## Required task 1
Reproduce the part of the article on the Oakland A's from "Just when it" up to and including "of the contract.".
## Required task 2
In the article on the Oakland A's, what were the length and value of Yoenis Cespedes's contract?
## Required task 3
Answer yes or no for each statement about the article on the Oakland A's, and quote the words that decide it. (a) Every Opening Day starter except Coco Crisp is in his 20s. (b) The A's have a real chance to contend for the playoffs. (c) Jemile Weeks played shortstop as a rookie in 2011.

===== Document excerpt

Just when it looked like Oakland’s actions were designed to infuriate its fellow owners, the A’s made a surprise splash days before training camps opened by signing highly-regarded Cuban export Yoenis Cespedes to a 4-year $36 million contract.  During games that either Coco Crisp or Kurt Suzuki rest, it’s possible Cespedes will make more money this year than the rest of the batting order combined.  Cynics can point out that the signing of Cespedes serves the A’s two purposes; the splashy contract silences, to a degree, owners who effectively cut the A’s a check via MLB’s revenue sharing agreement, and it also gives the A’s a potentially valuable trading chip should they have little intention of actually paying out the full value of the contract.

In gutting its rotation, the A’s may have traded away a lot of upside but that doesn’t mean they’ll be that much worse than last year, it just means they won’t be as good as they could have been without the moves.  On offense, Cespedes and two-thirds of a season of Manny Ramirez should easily top the production of Willingham and Hideki Matsui who gave the A’s less production last year than the average AL shortstop, let alone that of a designated hitter.  A full year of production from impressive 2011 rookie second baseman Jemile Weeks, a 2011 mid-season call-up, and the fact that every Opening Day starter other than Coco Crisp is in his 20s means there should be some production gains in 2012 that aren’t readily visible to fans and analysts.

The A’s won’t be exciting, they have no shot at contending for the playoffs but with Cespedes and Ramirez at least there is a reason to glance at the team’s box scores every once in a while.

==========
===== Data lines

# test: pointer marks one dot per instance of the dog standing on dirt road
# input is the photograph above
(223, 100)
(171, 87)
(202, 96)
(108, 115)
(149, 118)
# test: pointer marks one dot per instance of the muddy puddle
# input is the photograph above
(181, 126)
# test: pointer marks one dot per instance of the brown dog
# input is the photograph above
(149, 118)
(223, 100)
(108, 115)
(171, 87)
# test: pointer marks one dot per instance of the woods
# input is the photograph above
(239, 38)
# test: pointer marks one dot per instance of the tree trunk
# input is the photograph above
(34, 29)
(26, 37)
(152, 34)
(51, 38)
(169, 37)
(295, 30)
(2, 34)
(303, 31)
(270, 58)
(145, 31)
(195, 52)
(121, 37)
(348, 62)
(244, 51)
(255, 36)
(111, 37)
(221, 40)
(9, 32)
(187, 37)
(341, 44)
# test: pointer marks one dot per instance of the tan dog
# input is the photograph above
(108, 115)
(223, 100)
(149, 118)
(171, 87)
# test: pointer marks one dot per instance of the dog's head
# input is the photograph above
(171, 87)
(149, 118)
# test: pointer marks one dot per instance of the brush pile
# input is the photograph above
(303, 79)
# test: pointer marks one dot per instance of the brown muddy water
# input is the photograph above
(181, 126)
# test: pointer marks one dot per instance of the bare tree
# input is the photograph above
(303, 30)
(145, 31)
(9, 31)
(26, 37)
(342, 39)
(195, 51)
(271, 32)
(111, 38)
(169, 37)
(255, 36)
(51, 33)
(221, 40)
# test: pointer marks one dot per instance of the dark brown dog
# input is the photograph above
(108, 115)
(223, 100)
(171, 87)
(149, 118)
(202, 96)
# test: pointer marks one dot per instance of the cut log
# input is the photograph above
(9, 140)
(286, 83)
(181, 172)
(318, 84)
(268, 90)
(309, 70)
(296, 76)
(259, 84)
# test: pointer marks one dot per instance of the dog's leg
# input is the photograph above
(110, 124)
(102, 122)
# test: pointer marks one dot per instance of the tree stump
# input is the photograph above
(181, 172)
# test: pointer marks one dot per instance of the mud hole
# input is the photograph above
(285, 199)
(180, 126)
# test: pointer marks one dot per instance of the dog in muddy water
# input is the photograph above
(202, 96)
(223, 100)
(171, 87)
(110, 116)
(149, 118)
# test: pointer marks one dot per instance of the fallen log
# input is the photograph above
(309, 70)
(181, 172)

==========

## Response 1
Just when it looked like Oakland’s actions were designed to infuriate its fellow owners, the A’s made a surprise splash days before training camps opened by signing highly-regarded Cuban export Yoenis Cespedes to a 4-year $36 million contract.  During games that either Coco Crisp or Kurt Suzuki rest, it’s possible Cespedes will make more money this year than the rest of the batting order combined.  Cynics can point out that the signing of Cespedes serves the A’s two purposes; the splashy contract silences, to a degree, owners who effectively cut the A’s a check via MLB’s revenue sharing agreement, and it also gives the A’s a potentially valuable trading chip should they have little intention of actually paying out the full value of the contract.

## Response 2
It was a 4-year, $36 million contract.

## Response 3
(a) Yes: "every Opening Day starter other than Coco Crisp is in his 20s"
(b) No: "they have no shot at contending for the playoffs"
(c) No: "impressive 2011 rookie second baseman Jemile Weeks"